TASK DIRECTIONS:
Set down all the entries again, word for word.

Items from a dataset

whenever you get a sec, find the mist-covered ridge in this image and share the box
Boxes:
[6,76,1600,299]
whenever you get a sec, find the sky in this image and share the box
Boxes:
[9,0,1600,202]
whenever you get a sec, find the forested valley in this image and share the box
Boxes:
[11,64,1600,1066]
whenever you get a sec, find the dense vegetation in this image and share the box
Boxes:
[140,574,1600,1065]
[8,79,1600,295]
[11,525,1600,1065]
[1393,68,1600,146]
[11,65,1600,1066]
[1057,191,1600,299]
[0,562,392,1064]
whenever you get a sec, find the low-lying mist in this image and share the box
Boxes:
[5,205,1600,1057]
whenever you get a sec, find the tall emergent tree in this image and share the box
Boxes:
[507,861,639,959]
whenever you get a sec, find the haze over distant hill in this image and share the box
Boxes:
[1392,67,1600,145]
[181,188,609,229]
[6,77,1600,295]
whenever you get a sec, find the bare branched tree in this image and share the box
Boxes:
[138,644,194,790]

ANSWER BOX:
whenever you get a sec, find the mist-covered ridge in this image and share the box
Boxes:
[6,76,1600,299]
whenever you get a sec, find the sky in this image and share the box
Boxes:
[9,0,1600,202]
whenever you get a sec, find the forested valley in this image and share the box
Boxes:
[11,64,1600,1066]
whenever you get a sec, find the dense vegetation in this image and share the box
Boxes:
[140,574,1600,1065]
[8,79,1600,295]
[11,525,1600,1065]
[1393,68,1600,146]
[11,65,1600,1066]
[1057,191,1600,299]
[0,562,392,1064]
whenever you get a sec, find the low-lying mist in this image and share the box
Boxes:
[5,205,1600,1057]
whenever you get a sec, find the tall emergent tree in this image and share the box
Boxes:
[507,861,639,959]
whenever you get a sec, find the haze over distant hill in this image and share the box
Boxes:
[1392,67,1600,145]
[181,188,609,229]
[6,77,1600,295]
whenever you get a sec, find the bare branched tree in this image and share the box
Boxes:
[138,644,194,790]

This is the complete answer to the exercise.